**Problem to work on**
Filter the rows below, keeping only the lines that contain the string "target". Copy each matching line unchanged.

Rows from a data source:
☆ ☆ ☆

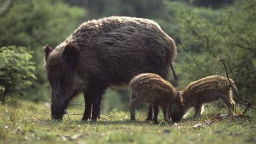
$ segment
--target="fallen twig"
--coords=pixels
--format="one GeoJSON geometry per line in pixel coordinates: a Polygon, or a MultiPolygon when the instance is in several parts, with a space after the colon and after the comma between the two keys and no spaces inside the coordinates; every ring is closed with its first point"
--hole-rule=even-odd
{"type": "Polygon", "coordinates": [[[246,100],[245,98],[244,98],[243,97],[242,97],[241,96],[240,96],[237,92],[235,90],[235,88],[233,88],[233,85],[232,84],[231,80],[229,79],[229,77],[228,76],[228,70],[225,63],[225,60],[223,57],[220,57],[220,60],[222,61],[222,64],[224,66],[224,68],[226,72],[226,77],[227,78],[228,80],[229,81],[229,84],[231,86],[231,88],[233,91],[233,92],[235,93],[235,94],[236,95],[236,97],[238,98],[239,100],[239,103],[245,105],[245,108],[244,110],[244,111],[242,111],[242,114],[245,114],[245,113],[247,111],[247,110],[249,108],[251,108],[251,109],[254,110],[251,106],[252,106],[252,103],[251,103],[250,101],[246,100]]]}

☆ ☆ ☆

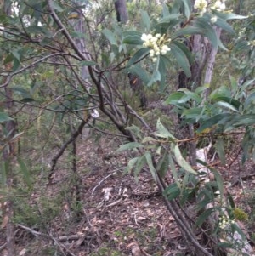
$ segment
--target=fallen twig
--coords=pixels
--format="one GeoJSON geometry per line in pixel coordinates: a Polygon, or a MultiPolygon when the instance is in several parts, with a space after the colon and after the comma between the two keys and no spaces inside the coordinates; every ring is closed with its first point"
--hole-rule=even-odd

☆ ☆ ☆

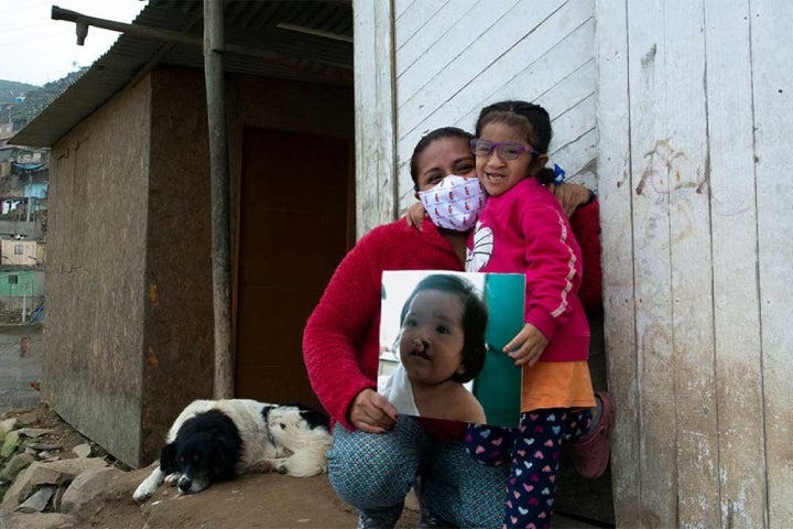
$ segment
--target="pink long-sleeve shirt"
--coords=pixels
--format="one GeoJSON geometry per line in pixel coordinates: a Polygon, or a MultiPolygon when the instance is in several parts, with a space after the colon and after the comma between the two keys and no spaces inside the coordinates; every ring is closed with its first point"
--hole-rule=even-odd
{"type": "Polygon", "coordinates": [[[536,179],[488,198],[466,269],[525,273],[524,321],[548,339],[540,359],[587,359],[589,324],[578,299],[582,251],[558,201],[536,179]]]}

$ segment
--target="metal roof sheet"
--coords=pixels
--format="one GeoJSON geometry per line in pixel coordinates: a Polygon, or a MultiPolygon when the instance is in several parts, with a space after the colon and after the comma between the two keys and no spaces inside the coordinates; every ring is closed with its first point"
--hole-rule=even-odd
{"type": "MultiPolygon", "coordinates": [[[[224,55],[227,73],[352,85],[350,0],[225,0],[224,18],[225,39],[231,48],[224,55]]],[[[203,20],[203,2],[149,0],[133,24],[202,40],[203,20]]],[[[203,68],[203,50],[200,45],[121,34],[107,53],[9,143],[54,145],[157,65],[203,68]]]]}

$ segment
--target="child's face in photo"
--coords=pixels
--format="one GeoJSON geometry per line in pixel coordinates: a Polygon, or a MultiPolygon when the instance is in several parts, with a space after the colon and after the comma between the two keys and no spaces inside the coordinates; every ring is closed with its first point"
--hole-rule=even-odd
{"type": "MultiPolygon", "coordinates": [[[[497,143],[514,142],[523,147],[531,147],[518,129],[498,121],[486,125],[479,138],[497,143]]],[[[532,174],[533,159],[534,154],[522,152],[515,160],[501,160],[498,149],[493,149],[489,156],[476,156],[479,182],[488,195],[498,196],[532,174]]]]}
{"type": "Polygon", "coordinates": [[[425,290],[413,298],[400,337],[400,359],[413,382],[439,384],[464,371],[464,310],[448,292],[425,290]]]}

☆ ☆ ☆

**Full solution**
--target="fallen twig"
--target=fallen twig
--target="pink long-sleeve shirt"
--target="metal roof sheet"
--target="child's face in photo"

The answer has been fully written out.